### TRECHO DO DOCUMENTO
Quando um projeto bate à nossa
porta, quando temos o sonho ou inspiração para realizar algo, é muito bom, no
meio do caminho, encontrarmos pessoas sintonizadas com nosso propósito. Isso
facilita a jornada. Mas em raras, e admiráveis, ocasiões pessoas e lugares são
capazes de superar nossas expectativas e nos acrescentar algo de extraordinário,
que nos toca o âmago de forma tão surpreendente que aumenta o encantamento com
a paisagem da jornada.
Há algum tempo não escrevo para a
Coluna do Rei, em parte devido às minhas atividades profissionais, mas também
pela falta de um “Graal” que oferecesse a inspiração certa para realizar a
tarefa. Eu funciono desta forma e os temas para o blog vêm de momentos. O Graal
para esta postagem já "rumina" em minha cabeça há alguns meses. Iniciei o
manuscrito num caderno de anotações que uso para rascunhar ideias que me surgem
de tempos em tempos e acabei não terminando devido às demais urgências que então
surgiram. Nos últimos dias, aproveitando o tempo de férias, revirei minha
escrivaninha para decidir o material que levaria para o descanso da praia;
nessa época minha mente sempre encontra a tranquilidade necessária para
desenvolver projetos paralelos. Durante a arrumação, folheei meu velho caderno de
anotações e encontrei um esboço que escrevi em maio de 2013, época de meu
“renascimento” enxadrístico. O que chamo de renascimento é na verdade uma
retomada do interesse pelo assunto depois de muitos anos sem ler nada a
respeito ou evoluir em quaisquer de suas raízes teóricas. Durante os anos de
minha inércia enxadrística joguei regularmente, na maioria das vezes tendo como adversários
meu pai, irmãos e alguns raros amigos. Mas estudar xadrez depois dos 20 anos de
idade foi um tanto difícil com toda a estrada da consolidação profissional pela frente.
Penso que esta seja uma encruzilhada encarada pela maioria dos jovens
praticantes deste e outros esportes em algum momento de suas vidas.

### TAREFAS
1. Segundo o trecho do documento, em que mês e ano foi escrito o esboço encontrado no velho caderno de anotações?
2. Diga se cada afirmação concorda com o trecho do documento e cite as palavras dele que decidem a resposta. (a) Nos anos de inércia enxadrística, quem escreve deixou de jogar xadrez. (b) Os temas para o blog vêm de momentos. (c) O manuscrito iniciado no caderno foi terminado logo em seguida.
3. Transcreva sem alterações a parte do trecho do documento que começa nas palavras "Quando um projeto" e para depois de "paisagem da jornada.".

### DADOS EXTRAÍDOS
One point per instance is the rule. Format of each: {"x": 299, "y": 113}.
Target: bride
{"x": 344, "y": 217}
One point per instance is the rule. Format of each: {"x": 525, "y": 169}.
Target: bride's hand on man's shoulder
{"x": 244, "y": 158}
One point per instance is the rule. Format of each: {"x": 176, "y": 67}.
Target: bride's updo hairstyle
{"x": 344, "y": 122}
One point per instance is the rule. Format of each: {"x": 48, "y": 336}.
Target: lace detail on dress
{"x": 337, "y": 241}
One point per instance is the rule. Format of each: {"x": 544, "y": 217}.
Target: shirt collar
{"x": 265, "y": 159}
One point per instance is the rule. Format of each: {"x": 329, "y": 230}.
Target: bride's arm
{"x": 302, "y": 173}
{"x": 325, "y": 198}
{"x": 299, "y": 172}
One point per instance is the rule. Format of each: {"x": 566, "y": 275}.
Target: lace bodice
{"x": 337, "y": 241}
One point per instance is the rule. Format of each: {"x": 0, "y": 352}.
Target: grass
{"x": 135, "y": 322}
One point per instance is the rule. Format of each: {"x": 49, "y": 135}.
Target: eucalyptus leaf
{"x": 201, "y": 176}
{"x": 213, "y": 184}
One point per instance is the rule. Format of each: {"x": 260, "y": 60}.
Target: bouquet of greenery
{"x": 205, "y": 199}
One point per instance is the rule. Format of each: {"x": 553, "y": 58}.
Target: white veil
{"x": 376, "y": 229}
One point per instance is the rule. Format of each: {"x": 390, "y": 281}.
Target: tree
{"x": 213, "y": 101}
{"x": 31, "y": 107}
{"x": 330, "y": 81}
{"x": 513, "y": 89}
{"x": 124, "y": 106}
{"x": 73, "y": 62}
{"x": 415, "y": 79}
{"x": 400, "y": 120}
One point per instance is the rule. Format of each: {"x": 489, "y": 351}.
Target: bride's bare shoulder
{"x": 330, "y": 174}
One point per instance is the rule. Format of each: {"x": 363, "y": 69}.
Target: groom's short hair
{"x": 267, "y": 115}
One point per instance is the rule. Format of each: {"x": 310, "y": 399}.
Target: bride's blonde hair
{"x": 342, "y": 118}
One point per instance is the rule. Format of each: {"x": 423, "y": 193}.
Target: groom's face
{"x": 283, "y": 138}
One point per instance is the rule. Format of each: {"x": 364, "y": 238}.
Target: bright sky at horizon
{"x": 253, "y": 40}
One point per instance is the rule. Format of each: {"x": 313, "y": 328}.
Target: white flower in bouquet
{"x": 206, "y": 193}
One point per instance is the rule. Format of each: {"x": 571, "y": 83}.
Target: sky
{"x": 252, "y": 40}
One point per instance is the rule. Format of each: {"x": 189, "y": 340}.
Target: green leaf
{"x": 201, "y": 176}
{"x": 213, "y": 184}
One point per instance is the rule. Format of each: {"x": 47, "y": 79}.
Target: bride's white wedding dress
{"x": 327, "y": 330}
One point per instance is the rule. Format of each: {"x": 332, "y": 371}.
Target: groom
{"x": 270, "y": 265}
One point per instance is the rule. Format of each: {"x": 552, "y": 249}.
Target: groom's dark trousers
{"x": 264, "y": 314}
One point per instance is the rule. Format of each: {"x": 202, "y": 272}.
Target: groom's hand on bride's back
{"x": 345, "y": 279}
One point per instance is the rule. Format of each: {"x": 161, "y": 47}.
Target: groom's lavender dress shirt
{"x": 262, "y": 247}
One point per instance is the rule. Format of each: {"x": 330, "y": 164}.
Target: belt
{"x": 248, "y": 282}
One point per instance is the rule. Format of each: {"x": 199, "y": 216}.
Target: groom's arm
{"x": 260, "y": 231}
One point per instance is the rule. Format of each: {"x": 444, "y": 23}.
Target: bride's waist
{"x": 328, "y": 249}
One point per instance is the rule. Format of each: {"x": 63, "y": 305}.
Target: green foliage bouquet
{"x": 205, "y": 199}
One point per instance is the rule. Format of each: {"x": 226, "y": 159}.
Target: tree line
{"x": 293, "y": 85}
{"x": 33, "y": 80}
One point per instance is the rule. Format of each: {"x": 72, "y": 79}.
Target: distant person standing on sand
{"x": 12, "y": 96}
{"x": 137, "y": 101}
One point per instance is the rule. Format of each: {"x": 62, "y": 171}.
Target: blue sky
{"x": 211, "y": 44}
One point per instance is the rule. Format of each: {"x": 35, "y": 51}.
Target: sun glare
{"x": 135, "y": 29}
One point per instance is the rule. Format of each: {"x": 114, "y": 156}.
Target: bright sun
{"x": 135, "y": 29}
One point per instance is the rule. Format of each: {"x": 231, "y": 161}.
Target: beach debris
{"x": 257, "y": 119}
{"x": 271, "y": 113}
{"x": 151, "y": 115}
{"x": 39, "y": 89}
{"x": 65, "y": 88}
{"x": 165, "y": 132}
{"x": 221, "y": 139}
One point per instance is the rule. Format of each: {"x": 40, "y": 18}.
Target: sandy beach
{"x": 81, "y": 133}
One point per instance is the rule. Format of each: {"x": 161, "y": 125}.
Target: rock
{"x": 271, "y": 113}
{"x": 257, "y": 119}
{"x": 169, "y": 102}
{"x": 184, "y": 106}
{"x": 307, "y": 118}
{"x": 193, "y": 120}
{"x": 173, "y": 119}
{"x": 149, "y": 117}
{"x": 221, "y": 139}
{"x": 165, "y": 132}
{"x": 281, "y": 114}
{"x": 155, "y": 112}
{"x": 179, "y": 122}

### RESPOSTAS DO EXERCÍCIO
1. Em maio de 2013.

2.
(a) Não: "joguei regularmente, na maioria das vezes tendo como adversários meu pai, irmãos e alguns raros amigos".
(b) Sim: "os temas para o blog vêm de momentos".
(c) Não: "acabei não terminando devido às demais urgências que então surgiram".

3.
Quando um projeto bate à nossa
porta, quando temos o sonho ou inspiração para realizar algo, é muito bom, no
meio do caminho, encontrarmos pessoas sintonizadas com nosso propósito. Isso
facilita a jornada. Mas em raras, e admiráveis, ocasiões pessoas e lugares são
capazes de superar nossas expectativas e nos acrescentar algo de extraordinário,
que nos toca o âmago de forma tão surpreendente que aumenta o encantamento com
a paisagem da jornada.